**Directions:**
a - Give everything in the records from the line that contains "Pretty please, detect the yellow" down to the line that contains "[0,0,605,165]", both included, as a JSON list of strings with one string per line and blank lines left out.
b - Take the essay on the Oscars Best Picture mix-up further from where it stops.

The Oscars and That Flub and the Rare Power of Shock


Last year, the comedian Marc Maron brought the author Chuck Klosterman on as a guest on his WTF podcast. The two discussed many things (including Klosterman’s then-new book, But What If We’re Wrong?, which he was there to promote), but one of them was sports—and the particular thrill that they offer to audiences. Sporting events, Klosterman argued, promise that most dramatic of things: an unknown outcome. Unlike other widely watched events—the Super Bowl halftime show, the Grammys, the Oscars—the primary selling point of sporting events is that their endings are, by definition, unpredictable. Within them, anything can happen.

Well. While you can say a lot about the Oscars on Sunday, you can’t say that the glitzy awards show was boringly predictable. The 89th Annual Academy Awards ceremony, right at its conclusion, brought a mixture of confusion and shock and full, deep delight to its viewers as Warren Beatty and Faye Dunaway teamed up to announce the Best Picture winner and proceeded to, because of a backstage flub, announce the wrong movie. Chaos—and really, really good TV—ensued. Tired East Coasters were summoned back to their living rooms from their bedrooms, on the grounds that “ohmyGodyou’veGOTtoseethis.” Twitter erupted with jokes—about Bonnie and Clyde being at it again, about Schrödinger’s envelope, about “Dewey Defeats Truman” getting an Oscars-friendly update. It was late on a Sunday evening, and the unexpected had happened in the most unexpected of ways, and the whole thing was, as my colleague Adam Serwer perfectly summed it up, Moon-lit.

The whole thing was also, however, a reminder of how rare it has become for audiences to witness, collectively, something that is truly Unexpected. This was live TV, with all the potential human error that live TV can bring—chaos, correction, drama, grace—at its depths but also its heights. What happened on Sunday hewed to roughly the same mechanics that gave the world all those Left Shark memes, and those “Nevertheless, She Persisted” tattoos, and the term “wardrobe malfunction”: The Oscars evoked caring by way of surprise. The Best Picture flub has become infamous overnight for roughly the same reason its predecessors did: It is exceedingly rare, in the highly produced world of mass media, for expectations to be thwarted.

We know so much, nowadays. We are, in fact, sure of so much—about politics and human psychology and Hollywood awards shows and the correct ingredients of guacamole. During a time when Google has made so much information instantly attainable, knowingness has become a default presence in American cultural life. Oooh, that show is supposed to be excellent. That movie is supposed to be terrible. Poke bowls are the thing now. Big cultural events, the stuff of the Grammys and the Emmys and the Oscars, are in many ways the culmination of that posture: We know precisely what to expect of them. We can report, as they play out, that everything went according to plan, because we knew from the beginning what they were supposed to be; we can do that reporting, as well, with a note of disappointment. There are few things duller, after all, than met expectations.

**The input:**
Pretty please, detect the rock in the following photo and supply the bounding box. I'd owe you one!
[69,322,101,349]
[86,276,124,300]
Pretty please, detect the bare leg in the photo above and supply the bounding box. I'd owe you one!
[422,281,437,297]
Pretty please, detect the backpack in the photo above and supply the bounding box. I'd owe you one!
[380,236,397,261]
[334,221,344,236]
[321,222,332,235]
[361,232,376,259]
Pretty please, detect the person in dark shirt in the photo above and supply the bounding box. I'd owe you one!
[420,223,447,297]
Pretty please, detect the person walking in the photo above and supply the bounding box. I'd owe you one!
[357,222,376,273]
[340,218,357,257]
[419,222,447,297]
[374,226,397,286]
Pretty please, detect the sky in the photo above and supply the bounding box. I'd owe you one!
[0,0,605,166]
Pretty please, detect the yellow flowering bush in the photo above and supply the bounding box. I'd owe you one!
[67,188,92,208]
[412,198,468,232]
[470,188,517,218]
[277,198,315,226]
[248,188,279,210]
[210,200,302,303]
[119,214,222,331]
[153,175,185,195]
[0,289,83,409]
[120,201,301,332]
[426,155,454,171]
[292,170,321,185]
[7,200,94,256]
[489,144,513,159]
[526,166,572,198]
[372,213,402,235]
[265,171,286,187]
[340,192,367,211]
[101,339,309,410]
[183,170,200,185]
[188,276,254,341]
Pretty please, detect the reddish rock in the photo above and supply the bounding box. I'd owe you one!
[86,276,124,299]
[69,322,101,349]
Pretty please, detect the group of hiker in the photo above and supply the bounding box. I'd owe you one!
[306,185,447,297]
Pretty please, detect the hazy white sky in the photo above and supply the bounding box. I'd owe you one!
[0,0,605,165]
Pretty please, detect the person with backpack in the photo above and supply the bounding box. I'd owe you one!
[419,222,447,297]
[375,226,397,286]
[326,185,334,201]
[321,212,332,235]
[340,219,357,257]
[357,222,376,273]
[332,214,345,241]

**Results in order:**
a -
[
  "Pretty please, detect the yellow flowering bush in the photo above and supply the bounding box. I'd owe you one!",
  "[67,188,92,208]",
  "[412,198,468,232]",
  "[470,188,517,218]",
  "[277,198,315,226]",
  "[248,188,279,210]",
  "[210,200,302,303]",
  "[119,214,222,331]",
  "[153,175,185,195]",
  "[0,289,83,409]",
  "[120,201,301,332]",
  "[426,155,454,171]",
  "[292,170,321,185]",
  "[7,200,94,256]",
  "[489,144,513,159]",
  "[526,166,572,198]",
  "[372,213,402,235]",
  "[265,171,286,187]",
  "[340,192,367,211]",
  "[101,339,309,410]",
  "[183,170,200,185]",
  "[188,276,254,341]",
  "Pretty please, detect the reddish rock in the photo above and supply the bounding box. I'd owe you one!",
  "[86,276,124,299]",
  "[69,322,101,349]",
  "Pretty please, detect the group of hiker in the photo above and supply the bounding box. I'd owe you one!",
  "[306,185,447,297]",
  "Pretty please, detect the hazy white sky in the photo above and supply the bounding box. I'd owe you one!",
  "[0,0,605,165]"
]

b -
In that context, the Beatty-Dunaway-Oscars flub was a gift to audiences (and perhaps to ABC’s future live-audience ratings). It was also Chuck Klosterman’s point to Maron, at once proven and proven wrong. Here was the anything-can-happen logic of the live sporting event, applied to Hollywood’s highest, most ceremonialized, and most expectation-driven, of rituals. That was a powerful thing: During a moment in the United States that so often takes for granted that “reality” is something that can be produced as well as experienced, the Best Picture Oscars flub was a powerful reminder that reality, still, has its own production values.

Yes, the flub was many other things, too: a shame for Moonlight, which so richly deserved to win Best Picture and whose victory threatens to be overshadowed by the mistake and its ensuing dramas. A shame for La La Land, whose producers delivered their full acceptance speeches before learning that their “win” had been announced in error. A field day for photographers both professional and non-, who snapped reaction shots onstage and backstage and among the celebrity audience. A moment of grace, as La La Land’s producer, Jordan Horowitz, met Jimmy Kimmel’s cheeky suggestion that everyone should get an Oscar with a politely defiant “I’m going to be really thrilled to hand this to my friends from Moonlight.” And also, sure: a metaphor for the slings and arrows of the 2016 election. A ratification of pop culture’s current obsession with alternate realities. A vehicle for many, many jokes at the expense of Steve Harvey.

Mostly, though, it was a twist ending that arrived, by the looks of things, in the twistiest of ways: a shock that came not at the hands of a savvy producer, but at the hands of quirky reality. Twist endings may have been a defining feature of the events of 2016 and early 2017—the reality show that was the 2016 presidential campaign found its pundit-ratified frontrunner vanquished in the final episode; the 2016 World Series featured another victorious underdog; Super Bowl LI found the expected winners winning, but only after its game went into nail-biting overtime. Their twists, however, took place within events whose endings were, by definition, unknown. The Oscars was a ceremony, shockingly interrupted. It was expectation, compellingly thwarted.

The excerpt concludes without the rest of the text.